QUESTIONS TO ANSWER:
(1) Decide whether each statement agrees with the article on the uranium mine coverage ruling. Answer yes or no for each and quote the words of the article that settle it.
(a) The trial before the jury lasted three weeks.
(b) The judge ordered the London insurers to pay $4.7 million in prejudgment interest.
(c) The Northeast Church Rock mine site lies near Gallup, New Mexico.
(2) List every dollar amount that appears in the article on the uranium mine coverage ruling.
(3) Write the next part of the article on the uranium mine coverage ruling, picking up after its final sentence.

PROVIDED TEXT:
*-*-*

A New Mexico state judge on Tuesday ordered certain underwriters at Lloyd’s of London and other London Market insurers to pay more than $27 million in a dispute over coverage for former uranium mining company United Nuclear Corp.'s costs associated with the environmental cleanup of a mine site.
In a partial final judgment, Judge Louis E. DePauli Jr. directed the London insurers to shell out $8.2 million to cover UNC's costs of investigating and remediating environmental conditions from the Northeast Church Rock mine site near Gallup, New Mexico, through March 4, 2013, plus $4.7 million for the policyholder's defense costs and $14.3 million in prejudgment interest.
The order followed a February jury verdict in UNC's favor. Following a three-week trial, a McKinley County jury concluded that residual contamination from the site constituted property damage that wasn't expected by UNC, and found that the company is entitled to payment for past and future cleanup costs.
According to McCarter & English LLP, which is representing UNC, the case was the first insurance coverage dispute in New Mexico to result in a verdict in favor of a policyholder against its carriers related to remediation of a former uranium mine. The verdict and prior rulings in UNC's favor "bode well for the future cleanup of other uranium mines," said McCarter partner Wylie Donald.

*-*-*

STUDY MATERIAL:
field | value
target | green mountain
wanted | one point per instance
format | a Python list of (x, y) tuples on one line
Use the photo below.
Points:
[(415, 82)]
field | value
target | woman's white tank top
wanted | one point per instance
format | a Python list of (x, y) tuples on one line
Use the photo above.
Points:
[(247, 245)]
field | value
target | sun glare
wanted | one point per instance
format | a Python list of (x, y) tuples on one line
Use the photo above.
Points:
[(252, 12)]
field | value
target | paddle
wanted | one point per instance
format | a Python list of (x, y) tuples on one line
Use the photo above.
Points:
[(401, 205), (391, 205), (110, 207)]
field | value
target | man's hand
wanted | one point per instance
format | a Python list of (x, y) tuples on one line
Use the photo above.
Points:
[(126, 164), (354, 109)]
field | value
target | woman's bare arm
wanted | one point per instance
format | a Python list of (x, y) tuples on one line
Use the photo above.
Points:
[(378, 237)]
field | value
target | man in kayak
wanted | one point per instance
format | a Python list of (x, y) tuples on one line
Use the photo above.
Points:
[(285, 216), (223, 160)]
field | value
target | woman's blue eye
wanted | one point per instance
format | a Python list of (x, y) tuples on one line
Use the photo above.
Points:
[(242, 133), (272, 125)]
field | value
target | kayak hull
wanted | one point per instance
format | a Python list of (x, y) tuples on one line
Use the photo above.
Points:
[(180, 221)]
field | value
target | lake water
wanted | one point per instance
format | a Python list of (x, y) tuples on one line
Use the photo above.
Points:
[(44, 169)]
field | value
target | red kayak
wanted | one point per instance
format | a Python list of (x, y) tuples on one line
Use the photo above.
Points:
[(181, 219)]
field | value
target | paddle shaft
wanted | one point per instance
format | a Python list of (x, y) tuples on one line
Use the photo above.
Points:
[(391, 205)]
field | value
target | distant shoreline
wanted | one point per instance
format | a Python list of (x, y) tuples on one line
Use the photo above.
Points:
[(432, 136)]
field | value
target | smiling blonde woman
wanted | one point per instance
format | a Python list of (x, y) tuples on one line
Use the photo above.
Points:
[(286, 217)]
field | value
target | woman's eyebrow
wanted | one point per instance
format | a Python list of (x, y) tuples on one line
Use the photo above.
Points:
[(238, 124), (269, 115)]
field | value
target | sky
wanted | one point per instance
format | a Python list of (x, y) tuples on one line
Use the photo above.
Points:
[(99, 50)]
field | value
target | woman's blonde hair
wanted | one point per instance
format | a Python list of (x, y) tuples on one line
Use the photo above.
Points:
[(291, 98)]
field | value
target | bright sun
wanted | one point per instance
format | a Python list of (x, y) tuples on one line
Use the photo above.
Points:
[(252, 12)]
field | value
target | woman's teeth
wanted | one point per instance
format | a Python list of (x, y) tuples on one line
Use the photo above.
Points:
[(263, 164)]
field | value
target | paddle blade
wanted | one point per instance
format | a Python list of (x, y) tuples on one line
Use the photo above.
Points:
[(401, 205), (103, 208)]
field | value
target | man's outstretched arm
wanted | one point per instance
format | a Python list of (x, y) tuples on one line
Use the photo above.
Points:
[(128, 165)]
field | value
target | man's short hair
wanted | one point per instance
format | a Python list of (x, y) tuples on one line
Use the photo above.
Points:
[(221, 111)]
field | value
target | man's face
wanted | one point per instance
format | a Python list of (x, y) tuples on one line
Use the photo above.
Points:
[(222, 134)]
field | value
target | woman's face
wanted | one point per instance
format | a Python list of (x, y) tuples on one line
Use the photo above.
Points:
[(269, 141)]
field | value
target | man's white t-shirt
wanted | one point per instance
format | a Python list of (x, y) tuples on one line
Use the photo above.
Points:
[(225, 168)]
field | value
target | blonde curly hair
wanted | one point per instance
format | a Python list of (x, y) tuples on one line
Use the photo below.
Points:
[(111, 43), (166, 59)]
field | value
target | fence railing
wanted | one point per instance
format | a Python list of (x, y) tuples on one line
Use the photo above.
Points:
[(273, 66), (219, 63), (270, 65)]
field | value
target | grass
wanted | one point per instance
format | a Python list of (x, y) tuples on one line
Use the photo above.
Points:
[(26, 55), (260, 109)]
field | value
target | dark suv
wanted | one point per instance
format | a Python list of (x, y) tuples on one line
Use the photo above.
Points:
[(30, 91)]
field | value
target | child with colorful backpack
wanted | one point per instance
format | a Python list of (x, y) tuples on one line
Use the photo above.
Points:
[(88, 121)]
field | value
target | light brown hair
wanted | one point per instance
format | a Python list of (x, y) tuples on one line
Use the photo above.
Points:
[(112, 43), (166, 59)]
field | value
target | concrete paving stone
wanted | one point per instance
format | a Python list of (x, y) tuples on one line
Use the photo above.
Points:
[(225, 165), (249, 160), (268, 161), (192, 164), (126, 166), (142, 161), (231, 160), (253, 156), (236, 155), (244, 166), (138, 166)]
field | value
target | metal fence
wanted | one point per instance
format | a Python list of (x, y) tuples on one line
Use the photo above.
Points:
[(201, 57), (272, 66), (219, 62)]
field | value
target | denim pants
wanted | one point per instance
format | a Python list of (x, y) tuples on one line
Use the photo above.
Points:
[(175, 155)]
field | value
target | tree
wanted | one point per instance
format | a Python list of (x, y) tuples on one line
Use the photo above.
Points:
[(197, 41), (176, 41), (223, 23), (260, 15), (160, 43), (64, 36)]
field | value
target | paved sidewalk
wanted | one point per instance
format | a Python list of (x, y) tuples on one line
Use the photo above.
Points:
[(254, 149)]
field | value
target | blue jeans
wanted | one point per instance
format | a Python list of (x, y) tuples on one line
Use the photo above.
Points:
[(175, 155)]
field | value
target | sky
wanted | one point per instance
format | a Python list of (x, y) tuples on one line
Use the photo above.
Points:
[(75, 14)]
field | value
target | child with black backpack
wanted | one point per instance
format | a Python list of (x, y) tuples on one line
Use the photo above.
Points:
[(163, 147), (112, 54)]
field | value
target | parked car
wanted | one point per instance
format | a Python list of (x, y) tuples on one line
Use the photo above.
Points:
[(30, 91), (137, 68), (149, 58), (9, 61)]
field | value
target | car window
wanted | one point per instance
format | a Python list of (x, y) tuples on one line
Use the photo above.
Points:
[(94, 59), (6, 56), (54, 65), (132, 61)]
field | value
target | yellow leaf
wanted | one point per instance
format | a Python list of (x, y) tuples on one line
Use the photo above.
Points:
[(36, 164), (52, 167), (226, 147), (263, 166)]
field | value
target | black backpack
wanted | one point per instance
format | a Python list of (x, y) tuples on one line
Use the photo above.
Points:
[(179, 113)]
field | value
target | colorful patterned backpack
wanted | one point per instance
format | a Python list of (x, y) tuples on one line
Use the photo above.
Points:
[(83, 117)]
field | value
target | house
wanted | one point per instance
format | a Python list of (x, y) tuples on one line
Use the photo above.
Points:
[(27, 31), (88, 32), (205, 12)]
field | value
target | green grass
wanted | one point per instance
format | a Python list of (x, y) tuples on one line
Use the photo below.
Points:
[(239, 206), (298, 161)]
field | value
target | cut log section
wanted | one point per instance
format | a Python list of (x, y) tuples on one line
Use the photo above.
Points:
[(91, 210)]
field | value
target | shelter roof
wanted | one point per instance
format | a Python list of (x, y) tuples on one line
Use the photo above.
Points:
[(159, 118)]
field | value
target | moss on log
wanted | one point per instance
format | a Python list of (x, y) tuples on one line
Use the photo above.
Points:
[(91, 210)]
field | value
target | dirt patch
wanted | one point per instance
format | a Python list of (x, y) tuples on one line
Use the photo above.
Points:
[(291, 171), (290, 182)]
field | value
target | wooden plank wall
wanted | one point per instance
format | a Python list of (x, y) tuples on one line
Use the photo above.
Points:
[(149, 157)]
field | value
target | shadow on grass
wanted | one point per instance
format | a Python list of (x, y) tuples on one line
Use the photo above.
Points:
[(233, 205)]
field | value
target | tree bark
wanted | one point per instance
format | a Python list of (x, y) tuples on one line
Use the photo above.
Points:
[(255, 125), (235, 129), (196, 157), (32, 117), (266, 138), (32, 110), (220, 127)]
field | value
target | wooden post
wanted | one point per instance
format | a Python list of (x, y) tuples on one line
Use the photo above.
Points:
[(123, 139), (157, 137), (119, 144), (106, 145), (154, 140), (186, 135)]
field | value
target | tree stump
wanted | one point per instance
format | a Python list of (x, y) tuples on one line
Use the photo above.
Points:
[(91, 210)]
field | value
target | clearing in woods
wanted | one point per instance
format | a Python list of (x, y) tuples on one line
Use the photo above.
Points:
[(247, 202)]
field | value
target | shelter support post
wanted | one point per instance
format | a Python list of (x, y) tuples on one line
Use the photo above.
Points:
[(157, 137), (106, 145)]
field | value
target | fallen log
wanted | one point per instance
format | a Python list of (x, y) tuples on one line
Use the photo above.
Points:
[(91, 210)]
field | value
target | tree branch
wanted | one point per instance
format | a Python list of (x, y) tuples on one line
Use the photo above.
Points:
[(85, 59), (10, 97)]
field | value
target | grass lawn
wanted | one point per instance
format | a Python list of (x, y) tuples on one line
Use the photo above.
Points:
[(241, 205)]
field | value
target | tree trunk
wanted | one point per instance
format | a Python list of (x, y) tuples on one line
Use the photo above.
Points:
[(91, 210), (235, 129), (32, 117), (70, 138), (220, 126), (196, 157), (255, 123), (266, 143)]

*-*-*

RESULTS FOR THE EXERCISE:
(1)
(a) Yes: "Following a three-week trial"
(b) No: "$4.7 million for the policyholder's defense costs and $14.3 million in prejudgment interest"
(c) Yes: "the Northeast Church Rock mine site near Gallup, New Mexico"

(2)
- $27 million
- $8.2 million
- $4.7 million
- $14.3 million

(3)
The $14.3 million prejudgment interest sum represents annual interest of 10 percent on the principal amount of $12.9 million, running from the day UNC's complaint was served, according to Judge DePauli's order.
UNC successfully argued for the 10 percent method of calculating interest, as opposed to another method that permits for up to 15 percent interest from the date the cost was incurred.
"One of the purposes of that rule is to encourage settlement," Donald said. "The court applied the more severe rule and, although the court did not provide its thinking, UNC argued that London's ceaseless re-argument of issues (sometimes four or five times) provided ample justification for applying the more severe rule."